* **Referring expression pointing data**:

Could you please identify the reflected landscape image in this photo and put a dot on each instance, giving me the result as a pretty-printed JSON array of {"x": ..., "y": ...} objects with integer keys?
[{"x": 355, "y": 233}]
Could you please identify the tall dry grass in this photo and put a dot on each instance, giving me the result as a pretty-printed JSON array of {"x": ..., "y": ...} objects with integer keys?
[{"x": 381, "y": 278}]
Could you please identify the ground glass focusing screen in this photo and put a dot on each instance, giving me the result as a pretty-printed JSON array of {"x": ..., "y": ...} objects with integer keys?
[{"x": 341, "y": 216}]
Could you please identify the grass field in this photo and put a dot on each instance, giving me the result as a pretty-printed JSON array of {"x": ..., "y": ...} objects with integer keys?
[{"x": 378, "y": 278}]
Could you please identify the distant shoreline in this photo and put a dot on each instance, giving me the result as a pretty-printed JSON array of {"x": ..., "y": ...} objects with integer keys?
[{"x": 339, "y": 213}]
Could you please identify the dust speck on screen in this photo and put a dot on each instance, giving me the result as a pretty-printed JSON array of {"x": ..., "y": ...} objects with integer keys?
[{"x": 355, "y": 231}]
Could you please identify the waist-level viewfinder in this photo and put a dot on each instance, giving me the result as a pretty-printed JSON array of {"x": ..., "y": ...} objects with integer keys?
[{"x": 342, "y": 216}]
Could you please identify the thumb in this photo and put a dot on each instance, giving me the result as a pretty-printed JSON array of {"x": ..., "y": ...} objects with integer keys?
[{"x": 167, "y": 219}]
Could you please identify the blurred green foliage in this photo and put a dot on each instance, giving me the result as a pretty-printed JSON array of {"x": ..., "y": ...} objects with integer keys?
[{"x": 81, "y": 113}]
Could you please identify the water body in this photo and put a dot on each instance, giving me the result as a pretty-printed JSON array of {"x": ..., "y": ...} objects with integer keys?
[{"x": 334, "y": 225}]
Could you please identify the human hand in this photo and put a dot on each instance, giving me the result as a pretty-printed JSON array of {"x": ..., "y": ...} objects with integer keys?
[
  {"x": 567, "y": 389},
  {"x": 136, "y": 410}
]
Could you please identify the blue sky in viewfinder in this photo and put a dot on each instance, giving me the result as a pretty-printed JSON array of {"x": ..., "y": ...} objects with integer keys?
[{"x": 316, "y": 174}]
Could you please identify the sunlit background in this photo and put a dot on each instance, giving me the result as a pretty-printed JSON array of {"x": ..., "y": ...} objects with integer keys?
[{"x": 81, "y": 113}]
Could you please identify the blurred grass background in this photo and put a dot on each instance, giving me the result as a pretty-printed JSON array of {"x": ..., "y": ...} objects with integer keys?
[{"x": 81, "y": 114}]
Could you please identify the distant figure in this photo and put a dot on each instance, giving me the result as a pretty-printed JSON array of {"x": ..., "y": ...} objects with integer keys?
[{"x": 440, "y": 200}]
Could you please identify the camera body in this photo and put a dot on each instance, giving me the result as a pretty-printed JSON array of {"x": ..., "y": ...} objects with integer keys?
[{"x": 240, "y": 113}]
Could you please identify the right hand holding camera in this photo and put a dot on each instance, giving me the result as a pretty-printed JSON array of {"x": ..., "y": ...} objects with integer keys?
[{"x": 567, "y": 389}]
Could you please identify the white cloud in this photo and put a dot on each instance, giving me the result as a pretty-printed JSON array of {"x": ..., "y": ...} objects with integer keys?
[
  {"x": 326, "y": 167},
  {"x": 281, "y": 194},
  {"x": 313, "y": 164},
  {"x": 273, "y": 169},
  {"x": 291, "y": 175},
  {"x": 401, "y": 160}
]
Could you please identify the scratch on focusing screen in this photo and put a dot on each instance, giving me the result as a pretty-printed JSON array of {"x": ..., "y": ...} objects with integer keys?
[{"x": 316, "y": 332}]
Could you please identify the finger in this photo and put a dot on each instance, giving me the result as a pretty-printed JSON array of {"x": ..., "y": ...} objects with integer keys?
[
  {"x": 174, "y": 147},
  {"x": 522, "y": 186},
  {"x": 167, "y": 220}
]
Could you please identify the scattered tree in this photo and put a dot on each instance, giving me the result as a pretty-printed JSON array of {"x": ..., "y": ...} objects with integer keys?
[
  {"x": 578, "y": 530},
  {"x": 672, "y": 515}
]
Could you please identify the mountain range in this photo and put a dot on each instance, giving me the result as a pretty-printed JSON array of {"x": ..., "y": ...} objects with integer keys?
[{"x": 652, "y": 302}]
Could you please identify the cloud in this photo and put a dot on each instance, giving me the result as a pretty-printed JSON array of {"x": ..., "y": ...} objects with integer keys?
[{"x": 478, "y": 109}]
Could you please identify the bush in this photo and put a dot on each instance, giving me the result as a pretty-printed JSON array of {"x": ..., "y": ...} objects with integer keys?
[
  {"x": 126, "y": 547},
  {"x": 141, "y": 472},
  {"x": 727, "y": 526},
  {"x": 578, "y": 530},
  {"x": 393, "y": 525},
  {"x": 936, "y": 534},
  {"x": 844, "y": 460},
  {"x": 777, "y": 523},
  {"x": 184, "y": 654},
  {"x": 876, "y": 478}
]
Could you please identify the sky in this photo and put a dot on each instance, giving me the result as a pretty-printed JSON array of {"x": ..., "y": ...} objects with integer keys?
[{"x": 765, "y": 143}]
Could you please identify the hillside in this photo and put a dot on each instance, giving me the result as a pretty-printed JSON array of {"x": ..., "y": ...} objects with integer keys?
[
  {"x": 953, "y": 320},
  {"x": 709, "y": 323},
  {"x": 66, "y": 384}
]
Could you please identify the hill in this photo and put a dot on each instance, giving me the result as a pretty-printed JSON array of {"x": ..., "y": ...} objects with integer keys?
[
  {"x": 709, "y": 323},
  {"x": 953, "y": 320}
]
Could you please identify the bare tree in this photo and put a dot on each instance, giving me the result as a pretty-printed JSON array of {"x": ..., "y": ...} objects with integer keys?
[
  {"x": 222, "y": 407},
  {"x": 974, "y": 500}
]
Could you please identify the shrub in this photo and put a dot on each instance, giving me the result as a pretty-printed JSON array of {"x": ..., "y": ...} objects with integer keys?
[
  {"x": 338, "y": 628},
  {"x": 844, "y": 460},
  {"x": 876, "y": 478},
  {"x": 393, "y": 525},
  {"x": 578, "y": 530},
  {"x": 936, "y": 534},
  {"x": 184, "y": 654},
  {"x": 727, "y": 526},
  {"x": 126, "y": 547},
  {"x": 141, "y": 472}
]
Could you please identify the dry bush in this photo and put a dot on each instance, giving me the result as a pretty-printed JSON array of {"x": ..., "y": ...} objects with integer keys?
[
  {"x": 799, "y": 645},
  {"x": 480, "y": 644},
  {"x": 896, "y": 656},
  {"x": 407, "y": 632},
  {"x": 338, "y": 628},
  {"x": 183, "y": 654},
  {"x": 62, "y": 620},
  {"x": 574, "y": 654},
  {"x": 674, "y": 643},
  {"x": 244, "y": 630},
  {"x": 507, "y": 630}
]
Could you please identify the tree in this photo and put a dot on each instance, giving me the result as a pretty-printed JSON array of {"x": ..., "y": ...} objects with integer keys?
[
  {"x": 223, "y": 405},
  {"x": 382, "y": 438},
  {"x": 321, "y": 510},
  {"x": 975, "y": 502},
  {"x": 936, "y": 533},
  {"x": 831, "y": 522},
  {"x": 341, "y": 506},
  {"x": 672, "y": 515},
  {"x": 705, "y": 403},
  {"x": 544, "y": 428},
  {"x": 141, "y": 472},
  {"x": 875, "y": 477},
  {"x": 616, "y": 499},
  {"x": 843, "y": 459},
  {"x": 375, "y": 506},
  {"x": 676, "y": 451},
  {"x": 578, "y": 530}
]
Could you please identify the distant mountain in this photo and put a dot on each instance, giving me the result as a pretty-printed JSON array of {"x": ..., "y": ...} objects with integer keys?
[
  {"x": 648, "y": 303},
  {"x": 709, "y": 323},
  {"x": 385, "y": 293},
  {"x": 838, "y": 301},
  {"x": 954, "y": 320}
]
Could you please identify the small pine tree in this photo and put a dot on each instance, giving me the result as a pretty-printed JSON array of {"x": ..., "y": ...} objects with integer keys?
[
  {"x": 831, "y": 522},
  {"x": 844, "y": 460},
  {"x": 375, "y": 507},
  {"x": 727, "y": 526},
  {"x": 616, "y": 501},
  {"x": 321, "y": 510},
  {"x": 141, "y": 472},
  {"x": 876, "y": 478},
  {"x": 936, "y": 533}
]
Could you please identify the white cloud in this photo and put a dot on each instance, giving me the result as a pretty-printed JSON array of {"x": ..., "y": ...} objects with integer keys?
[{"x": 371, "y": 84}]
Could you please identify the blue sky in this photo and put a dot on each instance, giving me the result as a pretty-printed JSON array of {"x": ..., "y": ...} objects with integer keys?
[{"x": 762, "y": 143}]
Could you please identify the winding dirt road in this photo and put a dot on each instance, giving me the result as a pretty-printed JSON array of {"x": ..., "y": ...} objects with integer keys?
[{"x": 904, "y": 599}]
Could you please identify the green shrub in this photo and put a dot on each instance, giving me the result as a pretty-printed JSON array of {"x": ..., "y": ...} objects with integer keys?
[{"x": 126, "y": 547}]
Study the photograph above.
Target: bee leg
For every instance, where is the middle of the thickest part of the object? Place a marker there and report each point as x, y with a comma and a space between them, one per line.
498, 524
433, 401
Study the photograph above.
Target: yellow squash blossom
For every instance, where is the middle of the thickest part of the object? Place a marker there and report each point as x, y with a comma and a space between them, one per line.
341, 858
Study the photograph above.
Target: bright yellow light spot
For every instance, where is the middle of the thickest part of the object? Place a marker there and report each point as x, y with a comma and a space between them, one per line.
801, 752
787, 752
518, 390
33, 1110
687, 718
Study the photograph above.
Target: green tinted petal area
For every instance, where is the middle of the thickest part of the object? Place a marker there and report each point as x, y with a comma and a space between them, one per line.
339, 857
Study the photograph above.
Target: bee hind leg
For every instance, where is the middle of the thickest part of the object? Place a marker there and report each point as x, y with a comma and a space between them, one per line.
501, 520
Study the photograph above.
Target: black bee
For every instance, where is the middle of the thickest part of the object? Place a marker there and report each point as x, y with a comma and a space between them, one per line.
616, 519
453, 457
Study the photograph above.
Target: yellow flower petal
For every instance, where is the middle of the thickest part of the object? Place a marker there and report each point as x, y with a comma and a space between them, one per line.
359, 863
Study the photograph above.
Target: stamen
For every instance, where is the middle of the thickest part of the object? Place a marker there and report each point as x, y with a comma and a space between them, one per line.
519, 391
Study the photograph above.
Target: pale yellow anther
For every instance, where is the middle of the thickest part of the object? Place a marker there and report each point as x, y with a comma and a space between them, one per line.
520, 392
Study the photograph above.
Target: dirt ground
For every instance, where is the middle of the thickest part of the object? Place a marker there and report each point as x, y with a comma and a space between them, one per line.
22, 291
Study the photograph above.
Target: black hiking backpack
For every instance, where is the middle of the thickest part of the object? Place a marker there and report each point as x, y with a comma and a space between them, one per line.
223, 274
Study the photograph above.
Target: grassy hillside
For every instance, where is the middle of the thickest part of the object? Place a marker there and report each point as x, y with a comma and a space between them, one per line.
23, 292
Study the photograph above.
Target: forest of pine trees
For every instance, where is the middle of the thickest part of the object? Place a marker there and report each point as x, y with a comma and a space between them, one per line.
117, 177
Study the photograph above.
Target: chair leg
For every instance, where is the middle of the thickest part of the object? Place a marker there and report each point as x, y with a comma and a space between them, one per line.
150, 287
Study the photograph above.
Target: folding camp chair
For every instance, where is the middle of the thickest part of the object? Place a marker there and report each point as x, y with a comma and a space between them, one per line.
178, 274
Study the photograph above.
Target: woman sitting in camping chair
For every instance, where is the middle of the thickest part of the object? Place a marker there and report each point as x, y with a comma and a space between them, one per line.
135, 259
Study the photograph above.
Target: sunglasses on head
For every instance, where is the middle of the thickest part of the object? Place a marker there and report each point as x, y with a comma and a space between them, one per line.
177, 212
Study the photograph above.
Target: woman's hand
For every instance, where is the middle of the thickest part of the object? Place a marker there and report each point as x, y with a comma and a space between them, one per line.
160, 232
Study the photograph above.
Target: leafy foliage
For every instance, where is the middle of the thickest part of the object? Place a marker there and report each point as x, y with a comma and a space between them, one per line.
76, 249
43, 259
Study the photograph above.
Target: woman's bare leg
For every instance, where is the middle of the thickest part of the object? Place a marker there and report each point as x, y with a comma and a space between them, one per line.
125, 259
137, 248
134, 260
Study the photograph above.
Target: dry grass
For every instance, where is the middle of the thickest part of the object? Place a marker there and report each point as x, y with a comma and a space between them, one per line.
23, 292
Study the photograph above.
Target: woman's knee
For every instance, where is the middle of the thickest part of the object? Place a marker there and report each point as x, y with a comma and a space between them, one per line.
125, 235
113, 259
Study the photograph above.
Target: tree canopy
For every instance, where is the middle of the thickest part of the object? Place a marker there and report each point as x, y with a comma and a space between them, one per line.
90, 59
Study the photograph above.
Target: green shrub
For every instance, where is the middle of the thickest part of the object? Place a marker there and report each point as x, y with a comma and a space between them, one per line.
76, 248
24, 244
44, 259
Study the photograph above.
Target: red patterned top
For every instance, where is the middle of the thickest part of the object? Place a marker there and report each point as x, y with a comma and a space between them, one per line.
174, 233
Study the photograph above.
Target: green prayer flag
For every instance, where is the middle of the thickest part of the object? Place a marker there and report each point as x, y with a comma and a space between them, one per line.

* **Assignment**: Determine how many lines in the preceding records include the word "yellow". The answer is that number alone.

* **Problem solution**: 4